* Quoted text:
In Chapter 1 [of Expert Oracle Database Architecture: 9i and 10g Programming Techniques and Solutions ], I demonstrated Oracle Database's method of obtaining read consistency by way of a simple single table query, which retrieved rows that were deleted after the cursor was opened. I'm now going to explore a real-world example to see what happens in Oracle Database using multiversioning, as well as what happens in any number of other databases.
I'll start with that same basic table and query:
create table accounts ( account_number number primary key, account_balance number not null ); select sum(account_balance) from accounts;
Before the query begins, I have the data shown in Table 2.
Row | Account Number | Account Balance |
1 | 123 | $500.00 |
2 | 456 | $240.25 |
... | ... | ... |
342,023 | 987 | $100.00 |
Now, my SELECT statement starts executing and reads row 1, row 2, and so on. At some point while this query is in the middle of processing, a transaction moves $400 from account 123 to account 987. This transaction does the two updates but does not commit. The ACCOUNTS table now looks as shown in Table 3.
Row | Account Number | Account Balance | Locked? |
1 | 123 | ($500.00) changed to $100.00 | X |
2 | 456 | $240.25 | -- |
... | ... | ... | -- |
342,023 | 987 | ($100.00) changed to $500.00 | X |
As Table 3 shows, two of those rows are locked. If anyone tried to update them, they'd be blocked. So far, the behavior I'm seeing is more or less consistent across all databases. The difference will be in what happens when the query gets to the locked data.
When the query I'm executing gets to the block containing the locked row (row 342,023) at the bottom of the table, it will notice that the data in it has changed since execution began. To provide a consistent, or correct, answer, Oracle Database will create a copy of the block containing this row as it existed when the query began . That is, it will read a value of $100, which is the value that existed when the query began. Effectively, Oracle Database takes a detour around the modified data—it reads around it, reconstructing it from the undo (also known as a rollback ) segment. A consistent and correct answer comes back without waiting for the transaction to commit.
Now, a database that allowed a dirty read would simply return the value it saw in account 987 at the time it read it—in this case, $500. The query would count the transferred $400 twice. Therefore, not only does it return the wrong answer, but also it returns a total that never existed in the table. In a multiuser database, a dirty read can be a dangerous feature. Personally, I've never seen the usefulness of it. Say that, rather than transferring, the transaction was actually just depositing $400 in account 987. The dirty read would count the $400 and get the "right" answer, wouldn't it? Well, suppose the uncommitted transaction was rolled back. I've just counted $400 that was never actually in the database.
The point here is that dirty read is not a feature; rather, it's a liability. In Oracle Database, it's just not needed. You get all of the advantages of a dirty read—no blocking—without any of the incorrect results.

* Dataset extract:

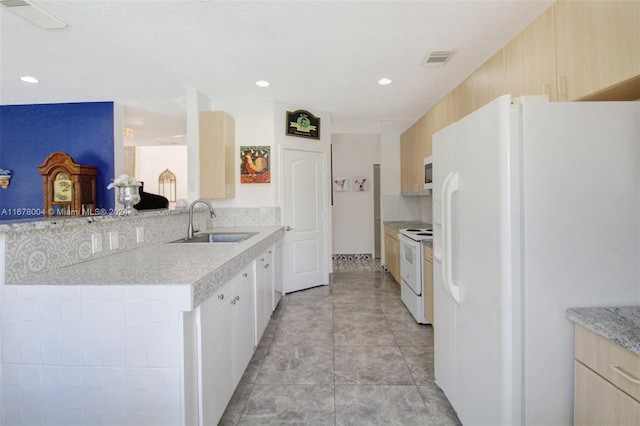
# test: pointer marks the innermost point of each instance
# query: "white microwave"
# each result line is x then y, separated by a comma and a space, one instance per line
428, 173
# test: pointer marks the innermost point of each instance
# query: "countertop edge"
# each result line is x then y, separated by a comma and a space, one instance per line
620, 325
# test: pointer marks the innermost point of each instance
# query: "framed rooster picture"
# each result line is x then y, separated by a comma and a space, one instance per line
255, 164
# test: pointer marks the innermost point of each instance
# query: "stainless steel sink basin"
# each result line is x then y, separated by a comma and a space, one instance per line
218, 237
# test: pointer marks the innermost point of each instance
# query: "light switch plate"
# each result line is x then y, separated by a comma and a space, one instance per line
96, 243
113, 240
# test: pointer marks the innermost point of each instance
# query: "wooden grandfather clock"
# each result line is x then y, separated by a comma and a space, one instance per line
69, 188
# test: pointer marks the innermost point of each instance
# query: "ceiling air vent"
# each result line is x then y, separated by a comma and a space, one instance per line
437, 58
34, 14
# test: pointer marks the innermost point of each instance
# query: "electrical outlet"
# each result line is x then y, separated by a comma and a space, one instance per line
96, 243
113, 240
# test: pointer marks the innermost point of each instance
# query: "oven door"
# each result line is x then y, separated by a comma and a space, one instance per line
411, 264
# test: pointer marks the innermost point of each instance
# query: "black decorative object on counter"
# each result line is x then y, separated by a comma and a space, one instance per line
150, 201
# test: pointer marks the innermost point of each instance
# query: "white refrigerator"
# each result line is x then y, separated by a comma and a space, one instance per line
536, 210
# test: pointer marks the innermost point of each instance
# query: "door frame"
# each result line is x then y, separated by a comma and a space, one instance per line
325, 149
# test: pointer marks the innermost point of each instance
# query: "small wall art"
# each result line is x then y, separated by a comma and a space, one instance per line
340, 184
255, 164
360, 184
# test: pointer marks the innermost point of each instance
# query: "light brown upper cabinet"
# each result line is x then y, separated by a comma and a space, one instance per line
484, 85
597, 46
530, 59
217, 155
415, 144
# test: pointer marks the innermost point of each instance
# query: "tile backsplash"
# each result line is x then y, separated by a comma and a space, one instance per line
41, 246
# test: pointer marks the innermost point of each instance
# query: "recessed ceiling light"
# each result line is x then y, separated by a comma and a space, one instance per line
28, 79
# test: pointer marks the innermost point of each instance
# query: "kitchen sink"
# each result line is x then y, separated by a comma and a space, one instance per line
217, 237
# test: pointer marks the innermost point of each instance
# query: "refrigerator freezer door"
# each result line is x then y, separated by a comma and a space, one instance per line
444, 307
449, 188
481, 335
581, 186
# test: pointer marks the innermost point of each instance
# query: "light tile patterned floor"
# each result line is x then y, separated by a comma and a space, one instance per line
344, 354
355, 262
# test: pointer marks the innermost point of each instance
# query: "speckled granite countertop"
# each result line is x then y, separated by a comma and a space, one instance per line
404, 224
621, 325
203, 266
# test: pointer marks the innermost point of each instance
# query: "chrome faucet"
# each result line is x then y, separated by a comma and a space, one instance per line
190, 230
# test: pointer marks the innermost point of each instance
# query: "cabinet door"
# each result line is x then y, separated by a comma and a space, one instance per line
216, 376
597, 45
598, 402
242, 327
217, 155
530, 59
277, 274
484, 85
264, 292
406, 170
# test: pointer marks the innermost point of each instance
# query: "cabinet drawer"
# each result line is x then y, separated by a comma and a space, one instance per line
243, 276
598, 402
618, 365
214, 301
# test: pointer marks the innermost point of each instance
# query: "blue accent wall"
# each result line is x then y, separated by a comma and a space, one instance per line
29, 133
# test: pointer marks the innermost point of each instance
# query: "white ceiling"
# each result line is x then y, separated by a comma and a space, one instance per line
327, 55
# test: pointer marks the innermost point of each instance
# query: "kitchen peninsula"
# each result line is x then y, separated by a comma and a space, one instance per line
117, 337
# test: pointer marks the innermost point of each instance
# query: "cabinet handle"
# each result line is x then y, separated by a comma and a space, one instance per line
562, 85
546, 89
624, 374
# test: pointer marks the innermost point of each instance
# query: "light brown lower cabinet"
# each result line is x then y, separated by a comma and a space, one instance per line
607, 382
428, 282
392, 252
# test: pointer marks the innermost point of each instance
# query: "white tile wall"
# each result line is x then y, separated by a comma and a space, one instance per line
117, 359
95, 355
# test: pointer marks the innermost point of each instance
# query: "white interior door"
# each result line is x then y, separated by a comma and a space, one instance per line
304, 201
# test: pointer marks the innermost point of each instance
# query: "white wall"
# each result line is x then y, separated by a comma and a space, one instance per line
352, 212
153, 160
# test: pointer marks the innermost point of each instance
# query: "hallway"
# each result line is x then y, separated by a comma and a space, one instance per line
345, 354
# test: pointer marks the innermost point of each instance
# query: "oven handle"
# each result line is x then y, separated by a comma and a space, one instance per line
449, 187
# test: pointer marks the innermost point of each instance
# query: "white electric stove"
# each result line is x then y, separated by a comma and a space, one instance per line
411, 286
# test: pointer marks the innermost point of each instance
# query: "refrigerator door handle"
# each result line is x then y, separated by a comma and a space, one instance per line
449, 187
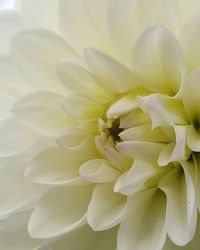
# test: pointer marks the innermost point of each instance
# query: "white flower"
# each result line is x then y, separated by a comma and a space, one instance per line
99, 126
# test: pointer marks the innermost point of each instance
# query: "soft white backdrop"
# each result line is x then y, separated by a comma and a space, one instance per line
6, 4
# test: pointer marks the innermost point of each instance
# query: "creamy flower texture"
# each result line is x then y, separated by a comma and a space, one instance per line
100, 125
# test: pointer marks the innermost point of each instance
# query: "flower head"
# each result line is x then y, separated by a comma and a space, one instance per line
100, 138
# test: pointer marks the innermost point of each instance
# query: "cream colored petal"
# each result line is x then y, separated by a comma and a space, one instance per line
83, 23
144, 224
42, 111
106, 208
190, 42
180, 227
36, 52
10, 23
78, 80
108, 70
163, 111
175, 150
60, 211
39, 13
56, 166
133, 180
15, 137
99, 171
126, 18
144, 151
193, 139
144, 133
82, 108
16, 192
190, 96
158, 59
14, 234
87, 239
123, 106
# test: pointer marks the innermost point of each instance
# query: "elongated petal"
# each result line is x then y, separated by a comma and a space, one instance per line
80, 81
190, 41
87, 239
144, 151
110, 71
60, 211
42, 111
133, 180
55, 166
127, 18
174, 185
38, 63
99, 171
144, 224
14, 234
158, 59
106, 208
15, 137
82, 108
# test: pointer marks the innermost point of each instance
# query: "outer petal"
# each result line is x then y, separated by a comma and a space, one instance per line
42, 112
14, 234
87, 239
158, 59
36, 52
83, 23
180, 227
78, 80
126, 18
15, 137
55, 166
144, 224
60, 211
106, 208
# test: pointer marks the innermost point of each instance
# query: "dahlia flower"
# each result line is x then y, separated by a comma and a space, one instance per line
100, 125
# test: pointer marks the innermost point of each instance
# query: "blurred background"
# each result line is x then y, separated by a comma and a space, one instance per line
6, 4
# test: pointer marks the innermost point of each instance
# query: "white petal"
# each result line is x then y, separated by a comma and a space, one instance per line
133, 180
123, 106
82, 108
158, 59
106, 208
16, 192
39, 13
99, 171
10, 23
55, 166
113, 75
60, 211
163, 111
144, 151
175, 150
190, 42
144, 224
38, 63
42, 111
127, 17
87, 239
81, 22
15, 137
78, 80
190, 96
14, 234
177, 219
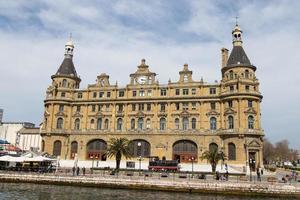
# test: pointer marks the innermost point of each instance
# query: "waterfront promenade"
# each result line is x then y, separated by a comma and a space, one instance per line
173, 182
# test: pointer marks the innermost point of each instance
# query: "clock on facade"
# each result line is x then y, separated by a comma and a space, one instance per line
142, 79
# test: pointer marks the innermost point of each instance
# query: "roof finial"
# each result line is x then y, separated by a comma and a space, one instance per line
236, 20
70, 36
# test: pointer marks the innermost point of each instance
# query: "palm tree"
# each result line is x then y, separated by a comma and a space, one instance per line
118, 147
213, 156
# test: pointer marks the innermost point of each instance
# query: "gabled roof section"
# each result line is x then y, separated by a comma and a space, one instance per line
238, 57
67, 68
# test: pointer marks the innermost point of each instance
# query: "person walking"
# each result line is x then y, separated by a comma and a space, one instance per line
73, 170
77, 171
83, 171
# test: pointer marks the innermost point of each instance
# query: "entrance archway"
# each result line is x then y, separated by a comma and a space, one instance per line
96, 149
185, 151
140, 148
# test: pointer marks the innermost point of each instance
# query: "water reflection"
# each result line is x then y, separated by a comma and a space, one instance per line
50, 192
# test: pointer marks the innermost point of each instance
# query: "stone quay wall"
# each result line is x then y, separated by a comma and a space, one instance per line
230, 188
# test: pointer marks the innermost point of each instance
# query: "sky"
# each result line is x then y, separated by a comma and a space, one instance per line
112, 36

* Required tasks:
a - Summarize the text on Oracle Database read consistency in two sentences.
b - Carry on the text about Oracle Database read consistency and dirty reads from its final sentence.

* Outputs by task:
a - When a query summing account balances reaches a row that an uncommitted transaction has changed, Oracle Database reconstructs the block as it existed when the query began, using the undo segment, so it returns a correct answer without waiting for the commit. A database that allowed a dirty read would count the uncommitted value and could return a total that never existed, so the author calls dirty read a liability rather than a feature and says Oracle Database gives its non-blocking advantage without the incorrect results.

b -
READ COMMITTED . The READ COMMITTED isolation level states that a transaction may read only data that has been committed in the database. There are no dirty reads (reads of uncommitted data). There may be nonrepeatable reads (that is, rereads of the same row may return a different answer in the same transaction) and phantom reads (that is, newly inserted and committed rows become visible to a query that weren't visible earlier in the trans-action).READ COMMITTED is perhaps the most commonly used isolation level in database applications everywhere, and it's the default mode for Oracle Database. It's rare to see a different isolation level used in Oracle databases.
However, achieving READ COMMITTED isolation is not as cut-and-dried as it sounds. If you look at Table 1, it looks straightforward. Obviously, given the earlier rules, a query executed in any database using the READ COMMITTED isolation will behave in the same way, right? No, it won't. If you query multiple rows in a single statement in almost any other database, READ COMMITTED isolation can be as bad as a dirty read, depending on the implementation.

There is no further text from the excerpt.